Work to complete:
Copy the following lines word for word, character for character.

Provided entries:
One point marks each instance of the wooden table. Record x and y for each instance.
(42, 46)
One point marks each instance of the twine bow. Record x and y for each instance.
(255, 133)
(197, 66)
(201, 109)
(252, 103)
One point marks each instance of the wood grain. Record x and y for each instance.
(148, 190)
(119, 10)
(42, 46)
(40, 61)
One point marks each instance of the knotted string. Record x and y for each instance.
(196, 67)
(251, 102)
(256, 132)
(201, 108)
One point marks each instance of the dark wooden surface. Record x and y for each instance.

Answer to the task:
One point marks each instance of the wooden table. Record x and y for each instance.
(42, 46)
One point marks each instance of the twine bow. Record x and y for each instance.
(255, 133)
(197, 66)
(201, 109)
(252, 103)
One point marks each instance of the wood grain. Record x and y for each instance.
(148, 190)
(119, 10)
(42, 46)
(40, 61)
One point marks each instance of the knotted string. Record x and y for each instance.
(196, 67)
(251, 102)
(256, 132)
(201, 108)
One point marks each instance of the dark wooden surface. Record x and y for each instance.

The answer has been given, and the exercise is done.